(Excerpts of pointing data)
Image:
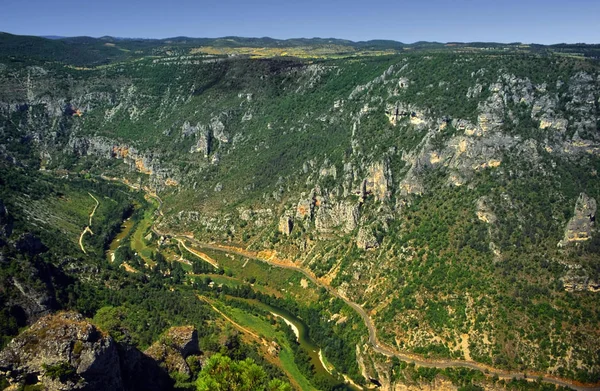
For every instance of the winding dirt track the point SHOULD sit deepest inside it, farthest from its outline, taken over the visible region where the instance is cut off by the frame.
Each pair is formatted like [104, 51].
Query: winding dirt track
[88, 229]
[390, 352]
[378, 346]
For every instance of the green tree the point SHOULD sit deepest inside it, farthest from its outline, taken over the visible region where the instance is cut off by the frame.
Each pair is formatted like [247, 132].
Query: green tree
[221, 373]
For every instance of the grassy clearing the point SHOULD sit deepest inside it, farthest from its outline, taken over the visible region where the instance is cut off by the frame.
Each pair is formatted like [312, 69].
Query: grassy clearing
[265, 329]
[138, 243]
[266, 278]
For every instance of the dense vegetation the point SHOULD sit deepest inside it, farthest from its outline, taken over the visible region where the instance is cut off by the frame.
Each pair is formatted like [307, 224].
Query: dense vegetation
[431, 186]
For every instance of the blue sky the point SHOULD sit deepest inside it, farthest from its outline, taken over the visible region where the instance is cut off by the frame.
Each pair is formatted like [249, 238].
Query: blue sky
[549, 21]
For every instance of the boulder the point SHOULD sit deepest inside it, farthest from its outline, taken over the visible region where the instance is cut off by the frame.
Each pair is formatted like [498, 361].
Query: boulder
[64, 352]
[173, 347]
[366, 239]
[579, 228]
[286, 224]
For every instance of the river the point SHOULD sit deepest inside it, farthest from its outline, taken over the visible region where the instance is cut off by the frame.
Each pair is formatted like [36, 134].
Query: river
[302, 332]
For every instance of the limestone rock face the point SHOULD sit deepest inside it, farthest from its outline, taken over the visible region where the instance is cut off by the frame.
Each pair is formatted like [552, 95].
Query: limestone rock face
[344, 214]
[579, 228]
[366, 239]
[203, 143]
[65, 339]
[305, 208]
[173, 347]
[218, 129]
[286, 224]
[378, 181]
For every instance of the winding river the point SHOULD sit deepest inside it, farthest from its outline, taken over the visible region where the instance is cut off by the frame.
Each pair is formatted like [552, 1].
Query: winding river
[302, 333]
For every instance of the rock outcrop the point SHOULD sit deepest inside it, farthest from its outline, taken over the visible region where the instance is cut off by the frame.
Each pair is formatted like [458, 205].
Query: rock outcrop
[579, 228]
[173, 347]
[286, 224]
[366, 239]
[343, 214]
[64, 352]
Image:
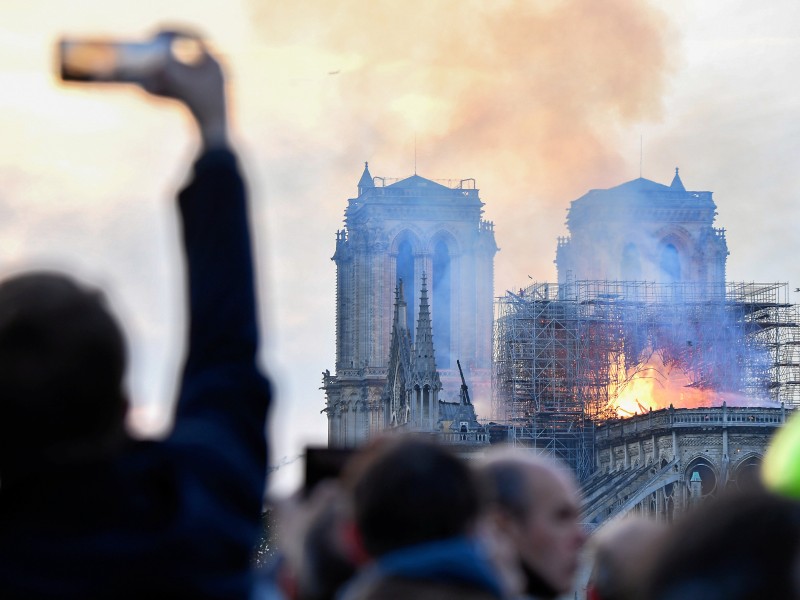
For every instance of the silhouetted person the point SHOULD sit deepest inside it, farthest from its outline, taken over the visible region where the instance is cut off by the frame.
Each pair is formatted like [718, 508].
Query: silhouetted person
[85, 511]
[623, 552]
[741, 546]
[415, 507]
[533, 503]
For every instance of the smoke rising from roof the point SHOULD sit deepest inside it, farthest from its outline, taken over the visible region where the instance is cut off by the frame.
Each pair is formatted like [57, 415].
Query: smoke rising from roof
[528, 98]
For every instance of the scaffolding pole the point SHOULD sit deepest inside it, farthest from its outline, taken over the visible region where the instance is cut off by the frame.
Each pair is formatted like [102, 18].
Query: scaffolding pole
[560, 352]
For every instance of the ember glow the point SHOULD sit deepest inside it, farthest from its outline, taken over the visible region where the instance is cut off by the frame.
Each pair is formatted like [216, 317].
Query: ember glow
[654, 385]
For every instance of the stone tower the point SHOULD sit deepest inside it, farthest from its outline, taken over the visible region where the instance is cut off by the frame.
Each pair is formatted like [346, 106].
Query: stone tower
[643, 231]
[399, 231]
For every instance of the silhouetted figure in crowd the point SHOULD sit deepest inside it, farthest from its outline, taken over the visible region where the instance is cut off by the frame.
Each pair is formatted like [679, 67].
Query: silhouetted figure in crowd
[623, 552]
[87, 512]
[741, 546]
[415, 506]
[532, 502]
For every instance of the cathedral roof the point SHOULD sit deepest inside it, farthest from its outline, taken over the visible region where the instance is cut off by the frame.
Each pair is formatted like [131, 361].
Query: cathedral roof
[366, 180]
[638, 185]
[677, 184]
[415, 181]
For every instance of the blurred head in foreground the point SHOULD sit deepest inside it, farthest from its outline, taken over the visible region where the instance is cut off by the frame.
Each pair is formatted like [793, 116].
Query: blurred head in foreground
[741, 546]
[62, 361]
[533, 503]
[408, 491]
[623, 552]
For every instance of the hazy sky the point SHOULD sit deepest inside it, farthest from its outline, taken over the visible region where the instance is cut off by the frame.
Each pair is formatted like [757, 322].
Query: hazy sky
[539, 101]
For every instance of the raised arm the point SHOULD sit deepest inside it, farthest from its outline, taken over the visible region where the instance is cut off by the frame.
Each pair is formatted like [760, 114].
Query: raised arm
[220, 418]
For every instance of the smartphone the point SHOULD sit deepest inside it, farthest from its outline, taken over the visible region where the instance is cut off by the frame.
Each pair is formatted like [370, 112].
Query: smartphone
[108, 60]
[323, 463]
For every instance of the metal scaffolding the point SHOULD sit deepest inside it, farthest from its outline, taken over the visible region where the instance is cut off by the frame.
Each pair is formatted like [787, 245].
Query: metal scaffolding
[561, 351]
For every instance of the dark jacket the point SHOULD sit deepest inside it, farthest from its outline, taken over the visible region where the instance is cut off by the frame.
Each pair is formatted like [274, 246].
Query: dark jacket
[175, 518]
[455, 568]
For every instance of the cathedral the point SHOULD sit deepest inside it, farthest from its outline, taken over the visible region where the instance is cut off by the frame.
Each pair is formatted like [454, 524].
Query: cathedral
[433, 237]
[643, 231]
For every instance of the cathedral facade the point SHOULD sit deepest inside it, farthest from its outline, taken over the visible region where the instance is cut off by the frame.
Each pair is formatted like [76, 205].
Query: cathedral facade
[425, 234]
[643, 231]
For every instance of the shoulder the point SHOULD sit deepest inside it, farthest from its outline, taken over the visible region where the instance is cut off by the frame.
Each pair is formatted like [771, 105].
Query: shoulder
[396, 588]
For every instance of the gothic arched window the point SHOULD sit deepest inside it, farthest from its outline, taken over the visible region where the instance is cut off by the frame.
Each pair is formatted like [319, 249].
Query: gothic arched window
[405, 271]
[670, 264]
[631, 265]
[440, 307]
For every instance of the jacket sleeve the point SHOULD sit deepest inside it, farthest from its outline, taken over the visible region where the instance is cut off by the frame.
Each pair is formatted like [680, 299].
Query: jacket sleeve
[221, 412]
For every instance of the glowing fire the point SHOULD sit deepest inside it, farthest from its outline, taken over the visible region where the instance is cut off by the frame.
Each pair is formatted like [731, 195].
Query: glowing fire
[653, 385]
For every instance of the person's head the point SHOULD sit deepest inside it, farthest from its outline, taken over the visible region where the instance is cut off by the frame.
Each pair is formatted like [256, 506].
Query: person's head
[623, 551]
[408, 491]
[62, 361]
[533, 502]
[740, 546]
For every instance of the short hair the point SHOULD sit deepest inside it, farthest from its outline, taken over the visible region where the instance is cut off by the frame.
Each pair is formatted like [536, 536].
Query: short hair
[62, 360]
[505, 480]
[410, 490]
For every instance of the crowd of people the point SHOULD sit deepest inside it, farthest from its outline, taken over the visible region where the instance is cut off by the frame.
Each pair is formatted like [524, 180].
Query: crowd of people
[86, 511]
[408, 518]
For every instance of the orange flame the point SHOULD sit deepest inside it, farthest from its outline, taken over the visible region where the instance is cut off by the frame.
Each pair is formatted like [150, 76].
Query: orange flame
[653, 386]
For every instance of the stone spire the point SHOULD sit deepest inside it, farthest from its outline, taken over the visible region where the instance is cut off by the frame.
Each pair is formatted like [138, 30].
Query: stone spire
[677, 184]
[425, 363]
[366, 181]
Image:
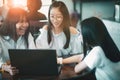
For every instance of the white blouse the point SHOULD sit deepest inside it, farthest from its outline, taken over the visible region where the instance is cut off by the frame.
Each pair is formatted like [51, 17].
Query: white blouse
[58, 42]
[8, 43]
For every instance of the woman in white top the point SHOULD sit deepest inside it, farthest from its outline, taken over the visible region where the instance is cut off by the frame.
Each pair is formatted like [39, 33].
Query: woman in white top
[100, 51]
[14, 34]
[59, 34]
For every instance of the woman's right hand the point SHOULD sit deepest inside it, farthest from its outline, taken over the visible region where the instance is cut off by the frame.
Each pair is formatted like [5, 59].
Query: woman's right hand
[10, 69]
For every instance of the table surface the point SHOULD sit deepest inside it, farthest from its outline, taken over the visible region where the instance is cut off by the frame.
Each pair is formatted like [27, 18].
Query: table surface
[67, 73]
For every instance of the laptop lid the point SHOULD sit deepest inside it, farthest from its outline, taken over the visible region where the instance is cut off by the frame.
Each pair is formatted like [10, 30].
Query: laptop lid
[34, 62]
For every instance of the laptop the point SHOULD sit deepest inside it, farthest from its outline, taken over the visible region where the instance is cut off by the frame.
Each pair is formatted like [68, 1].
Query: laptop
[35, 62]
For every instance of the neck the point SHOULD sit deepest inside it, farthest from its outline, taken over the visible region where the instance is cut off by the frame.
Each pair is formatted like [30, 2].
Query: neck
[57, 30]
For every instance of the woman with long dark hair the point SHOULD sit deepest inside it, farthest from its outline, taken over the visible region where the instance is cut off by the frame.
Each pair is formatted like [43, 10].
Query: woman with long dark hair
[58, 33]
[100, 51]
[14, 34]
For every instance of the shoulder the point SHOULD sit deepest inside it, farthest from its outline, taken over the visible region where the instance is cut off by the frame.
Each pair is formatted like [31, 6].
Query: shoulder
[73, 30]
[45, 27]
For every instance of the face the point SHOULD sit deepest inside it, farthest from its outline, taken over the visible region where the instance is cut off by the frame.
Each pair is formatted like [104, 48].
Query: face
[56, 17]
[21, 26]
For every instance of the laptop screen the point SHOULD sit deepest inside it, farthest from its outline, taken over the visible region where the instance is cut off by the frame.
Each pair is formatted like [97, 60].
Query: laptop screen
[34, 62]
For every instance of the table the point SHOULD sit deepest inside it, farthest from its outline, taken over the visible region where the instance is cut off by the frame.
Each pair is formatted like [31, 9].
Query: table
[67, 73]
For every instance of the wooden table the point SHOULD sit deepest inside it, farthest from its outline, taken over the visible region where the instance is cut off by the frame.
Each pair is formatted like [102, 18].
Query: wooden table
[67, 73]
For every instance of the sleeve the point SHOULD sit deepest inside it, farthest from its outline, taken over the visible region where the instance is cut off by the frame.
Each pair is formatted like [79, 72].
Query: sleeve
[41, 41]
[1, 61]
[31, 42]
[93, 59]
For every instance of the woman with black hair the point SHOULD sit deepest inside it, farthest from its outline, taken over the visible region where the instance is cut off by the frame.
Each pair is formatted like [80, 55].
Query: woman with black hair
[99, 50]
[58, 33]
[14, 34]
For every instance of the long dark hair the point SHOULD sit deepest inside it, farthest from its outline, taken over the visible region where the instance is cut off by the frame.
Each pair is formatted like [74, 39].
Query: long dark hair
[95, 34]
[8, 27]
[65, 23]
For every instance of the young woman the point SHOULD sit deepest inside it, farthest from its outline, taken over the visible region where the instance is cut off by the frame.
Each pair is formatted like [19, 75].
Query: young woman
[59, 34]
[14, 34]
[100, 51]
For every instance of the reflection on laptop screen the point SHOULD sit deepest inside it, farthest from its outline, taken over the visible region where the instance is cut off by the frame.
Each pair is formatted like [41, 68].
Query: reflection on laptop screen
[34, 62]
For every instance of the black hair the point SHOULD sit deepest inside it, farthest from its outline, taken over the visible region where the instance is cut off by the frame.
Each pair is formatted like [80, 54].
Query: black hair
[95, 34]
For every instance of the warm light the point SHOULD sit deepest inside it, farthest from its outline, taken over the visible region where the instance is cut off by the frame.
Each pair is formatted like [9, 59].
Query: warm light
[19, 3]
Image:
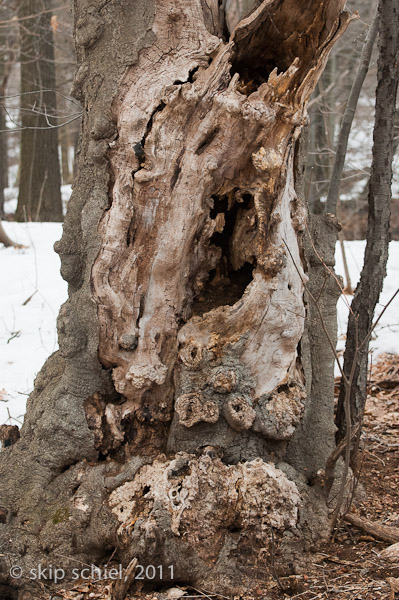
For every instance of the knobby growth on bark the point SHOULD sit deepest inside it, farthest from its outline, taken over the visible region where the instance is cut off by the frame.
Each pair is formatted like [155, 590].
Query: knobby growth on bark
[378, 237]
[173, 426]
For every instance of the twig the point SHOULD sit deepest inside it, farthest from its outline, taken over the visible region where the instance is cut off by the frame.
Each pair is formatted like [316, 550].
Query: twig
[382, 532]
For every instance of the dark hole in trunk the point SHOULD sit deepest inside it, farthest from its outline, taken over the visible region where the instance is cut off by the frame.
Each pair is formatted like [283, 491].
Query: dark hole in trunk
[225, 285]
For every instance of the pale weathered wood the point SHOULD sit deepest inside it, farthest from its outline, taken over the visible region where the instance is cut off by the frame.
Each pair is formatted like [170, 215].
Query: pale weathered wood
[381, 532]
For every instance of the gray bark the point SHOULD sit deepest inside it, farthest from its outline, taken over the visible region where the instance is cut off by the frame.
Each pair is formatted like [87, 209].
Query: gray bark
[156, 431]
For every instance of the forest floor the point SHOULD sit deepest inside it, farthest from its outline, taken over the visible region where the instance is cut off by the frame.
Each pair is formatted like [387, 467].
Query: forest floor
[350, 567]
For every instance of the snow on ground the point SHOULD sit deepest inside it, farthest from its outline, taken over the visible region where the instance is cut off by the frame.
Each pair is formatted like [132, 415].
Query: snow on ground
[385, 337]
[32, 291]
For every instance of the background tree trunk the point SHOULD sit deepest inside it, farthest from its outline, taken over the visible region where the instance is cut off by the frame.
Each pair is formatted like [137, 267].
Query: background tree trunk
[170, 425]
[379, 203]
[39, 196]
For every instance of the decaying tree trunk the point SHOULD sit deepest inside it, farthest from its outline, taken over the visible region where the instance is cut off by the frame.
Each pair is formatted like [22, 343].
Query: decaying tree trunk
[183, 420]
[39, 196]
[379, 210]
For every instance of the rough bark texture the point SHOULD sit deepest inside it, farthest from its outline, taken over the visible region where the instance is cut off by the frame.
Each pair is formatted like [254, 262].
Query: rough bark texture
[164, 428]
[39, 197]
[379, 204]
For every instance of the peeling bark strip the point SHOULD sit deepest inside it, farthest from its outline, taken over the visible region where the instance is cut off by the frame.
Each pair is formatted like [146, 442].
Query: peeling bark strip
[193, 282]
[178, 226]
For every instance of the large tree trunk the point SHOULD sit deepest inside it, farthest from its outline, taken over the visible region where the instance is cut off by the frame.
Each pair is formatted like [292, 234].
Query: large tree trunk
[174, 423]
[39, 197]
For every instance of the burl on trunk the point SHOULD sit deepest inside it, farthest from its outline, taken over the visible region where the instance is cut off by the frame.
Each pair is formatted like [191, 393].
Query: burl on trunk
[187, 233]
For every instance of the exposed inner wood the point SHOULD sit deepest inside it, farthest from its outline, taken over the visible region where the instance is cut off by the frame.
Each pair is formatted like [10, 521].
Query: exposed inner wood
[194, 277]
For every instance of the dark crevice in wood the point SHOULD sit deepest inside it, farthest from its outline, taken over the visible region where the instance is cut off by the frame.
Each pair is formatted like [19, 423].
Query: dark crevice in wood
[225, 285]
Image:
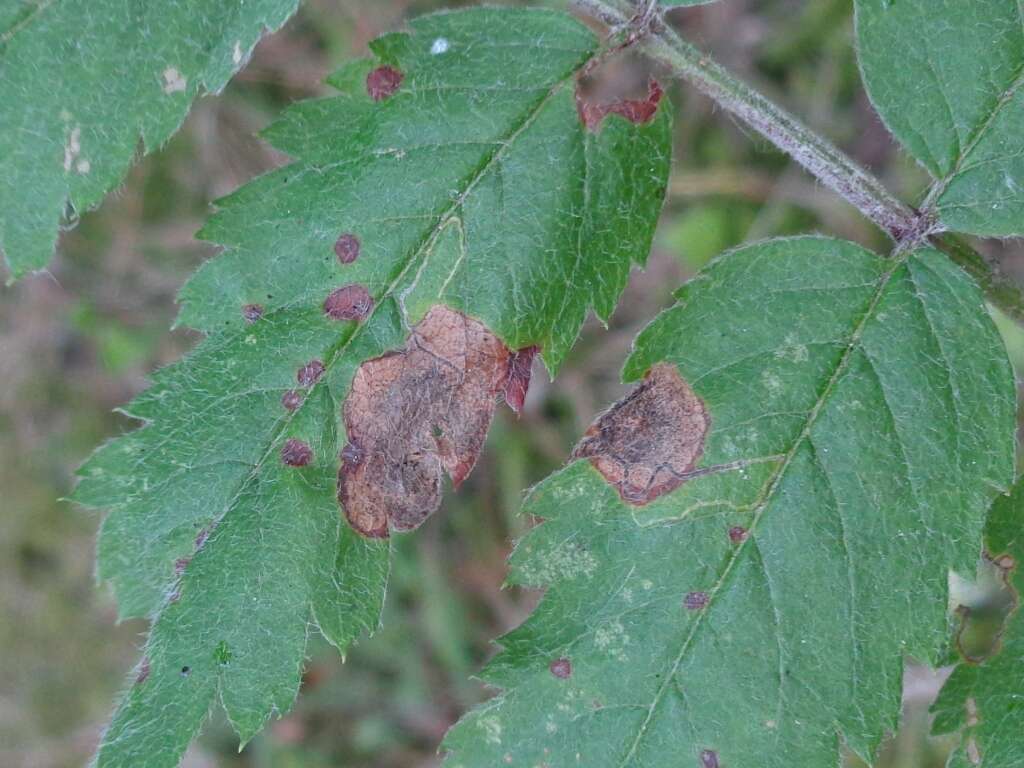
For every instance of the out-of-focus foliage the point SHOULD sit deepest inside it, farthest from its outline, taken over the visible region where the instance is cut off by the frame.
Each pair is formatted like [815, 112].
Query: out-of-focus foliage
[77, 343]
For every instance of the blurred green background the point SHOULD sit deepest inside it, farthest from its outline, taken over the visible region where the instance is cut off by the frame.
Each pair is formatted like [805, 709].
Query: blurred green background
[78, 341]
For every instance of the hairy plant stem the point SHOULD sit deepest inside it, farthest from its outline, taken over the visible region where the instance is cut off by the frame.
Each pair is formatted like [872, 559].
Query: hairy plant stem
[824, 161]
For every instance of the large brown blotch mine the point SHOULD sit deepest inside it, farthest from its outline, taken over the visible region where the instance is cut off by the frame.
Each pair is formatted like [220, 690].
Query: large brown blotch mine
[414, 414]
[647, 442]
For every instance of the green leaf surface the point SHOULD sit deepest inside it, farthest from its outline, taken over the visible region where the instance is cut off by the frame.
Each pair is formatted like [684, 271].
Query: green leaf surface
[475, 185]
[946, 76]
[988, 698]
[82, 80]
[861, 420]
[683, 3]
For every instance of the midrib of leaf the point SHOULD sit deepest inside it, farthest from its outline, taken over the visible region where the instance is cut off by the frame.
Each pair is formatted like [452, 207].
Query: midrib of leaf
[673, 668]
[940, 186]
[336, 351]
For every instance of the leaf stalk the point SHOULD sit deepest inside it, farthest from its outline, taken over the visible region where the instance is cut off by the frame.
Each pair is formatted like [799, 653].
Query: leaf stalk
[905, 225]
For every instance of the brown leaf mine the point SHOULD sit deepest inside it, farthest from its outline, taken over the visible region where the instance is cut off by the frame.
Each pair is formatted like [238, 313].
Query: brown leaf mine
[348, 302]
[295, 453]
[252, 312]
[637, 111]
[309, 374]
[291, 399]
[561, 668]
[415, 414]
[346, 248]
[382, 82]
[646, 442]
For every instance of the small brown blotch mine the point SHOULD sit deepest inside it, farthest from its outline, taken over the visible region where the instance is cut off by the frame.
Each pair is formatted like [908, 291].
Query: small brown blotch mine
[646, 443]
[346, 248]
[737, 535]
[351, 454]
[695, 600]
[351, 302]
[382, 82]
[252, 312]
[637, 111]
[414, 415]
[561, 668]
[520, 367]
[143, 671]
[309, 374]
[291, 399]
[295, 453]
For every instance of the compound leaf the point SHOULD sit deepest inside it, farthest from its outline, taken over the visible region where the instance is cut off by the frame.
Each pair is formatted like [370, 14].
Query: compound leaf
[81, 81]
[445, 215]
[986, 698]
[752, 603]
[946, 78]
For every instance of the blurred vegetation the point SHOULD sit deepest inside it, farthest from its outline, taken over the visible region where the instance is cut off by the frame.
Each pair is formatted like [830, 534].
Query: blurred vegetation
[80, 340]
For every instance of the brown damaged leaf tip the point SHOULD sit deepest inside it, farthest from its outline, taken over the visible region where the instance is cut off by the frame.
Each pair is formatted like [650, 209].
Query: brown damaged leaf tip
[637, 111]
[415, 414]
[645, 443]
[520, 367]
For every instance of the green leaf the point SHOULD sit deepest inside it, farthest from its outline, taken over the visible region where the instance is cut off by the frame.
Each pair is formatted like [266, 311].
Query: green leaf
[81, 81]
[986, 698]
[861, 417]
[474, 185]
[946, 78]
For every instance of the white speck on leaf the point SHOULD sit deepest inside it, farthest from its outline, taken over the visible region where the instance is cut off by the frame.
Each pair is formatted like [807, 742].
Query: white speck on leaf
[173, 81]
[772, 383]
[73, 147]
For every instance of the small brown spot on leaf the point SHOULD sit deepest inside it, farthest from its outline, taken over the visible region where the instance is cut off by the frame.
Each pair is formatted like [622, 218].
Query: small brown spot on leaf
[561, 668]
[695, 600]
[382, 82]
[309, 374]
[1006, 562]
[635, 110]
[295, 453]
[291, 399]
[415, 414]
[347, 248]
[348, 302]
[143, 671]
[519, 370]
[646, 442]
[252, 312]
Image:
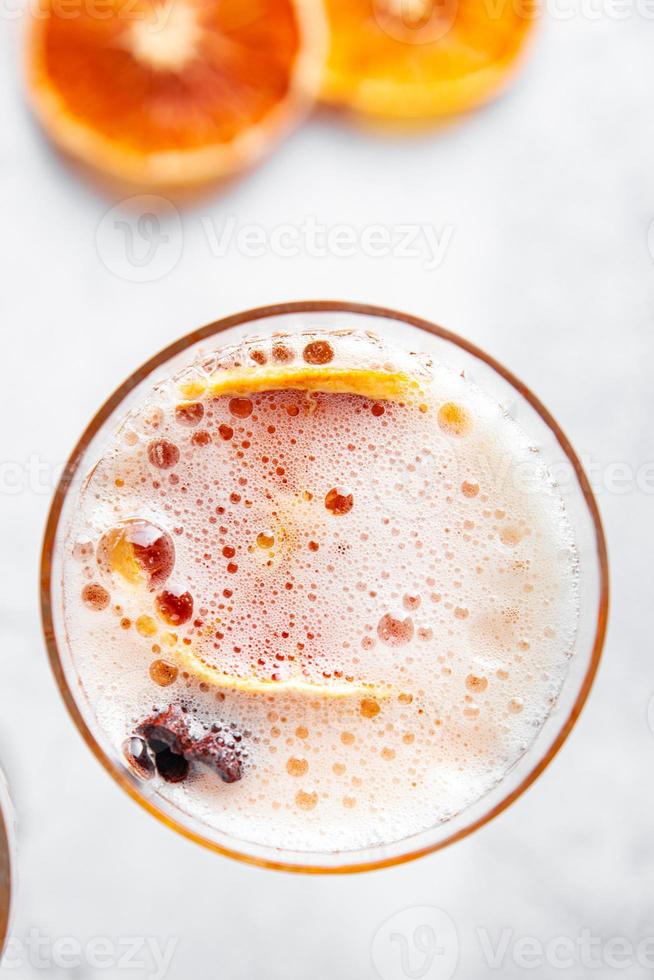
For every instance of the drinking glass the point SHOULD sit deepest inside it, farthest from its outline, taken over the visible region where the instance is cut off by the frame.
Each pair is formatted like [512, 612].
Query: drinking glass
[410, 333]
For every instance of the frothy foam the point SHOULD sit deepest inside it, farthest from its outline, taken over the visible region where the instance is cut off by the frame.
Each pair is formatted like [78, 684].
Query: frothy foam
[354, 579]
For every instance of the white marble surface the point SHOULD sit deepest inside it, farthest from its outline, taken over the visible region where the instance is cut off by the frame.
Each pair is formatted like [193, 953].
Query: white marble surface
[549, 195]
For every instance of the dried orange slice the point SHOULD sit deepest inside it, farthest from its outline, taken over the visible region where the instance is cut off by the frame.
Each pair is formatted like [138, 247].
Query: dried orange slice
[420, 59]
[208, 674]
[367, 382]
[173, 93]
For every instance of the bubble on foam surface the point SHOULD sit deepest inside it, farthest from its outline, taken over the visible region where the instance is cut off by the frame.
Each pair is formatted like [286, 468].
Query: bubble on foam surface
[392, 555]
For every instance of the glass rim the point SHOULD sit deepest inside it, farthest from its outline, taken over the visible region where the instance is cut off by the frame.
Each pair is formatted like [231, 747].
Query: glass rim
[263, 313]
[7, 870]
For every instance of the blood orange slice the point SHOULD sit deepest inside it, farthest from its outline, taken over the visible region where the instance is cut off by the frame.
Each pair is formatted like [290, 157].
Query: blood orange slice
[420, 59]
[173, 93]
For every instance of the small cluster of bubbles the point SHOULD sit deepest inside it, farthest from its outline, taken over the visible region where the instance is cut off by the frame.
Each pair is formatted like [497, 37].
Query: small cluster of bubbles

SHORT EXERCISE: Reproduce precisely the span of lines that begins at the line containing "For every instance of the dried" and ends with the last line of the listing.

COMPLETED EXERCISE:
For every instance of the dried orange slice the point SHOULD sit deepest inside it, farthest from its outline, taken over the visible region where the instance is cut off by the frame.
Each pair is formatted like [138, 247].
Query: dried orange slice
[420, 59]
[208, 674]
[367, 382]
[173, 93]
For every instance of the bubble on foam surface the point SHOULD sit deepest inside it, farthest from its outline, taken over the visible region where the instance is cut off by the frame.
Each pair is formatted like [286, 468].
Query: bubble on foam surface
[392, 555]
For every instance of the glass rim the point SHOULD sit deepest inside it, farthest from its outline, taken over the visible region where the instance is cut off by the frame.
Each pair is formatted like [231, 747].
Query: glass rim
[263, 313]
[7, 870]
For every instance of the blood orange slice the point SHOULD sit deepest inside it, farthest from its outline, taken over the visible region where the instance is cut off by the frame.
Each pair is formatted like [290, 157].
Query: blood orange slice
[420, 59]
[173, 93]
For every instance of the small cluster of bubbles the point SHOULD sit deepest inside it, farthest from its outline, taken over the visible region where the instance is cut off by the frame.
Each pair is formatted like [497, 37].
Query: small cluster of bubbles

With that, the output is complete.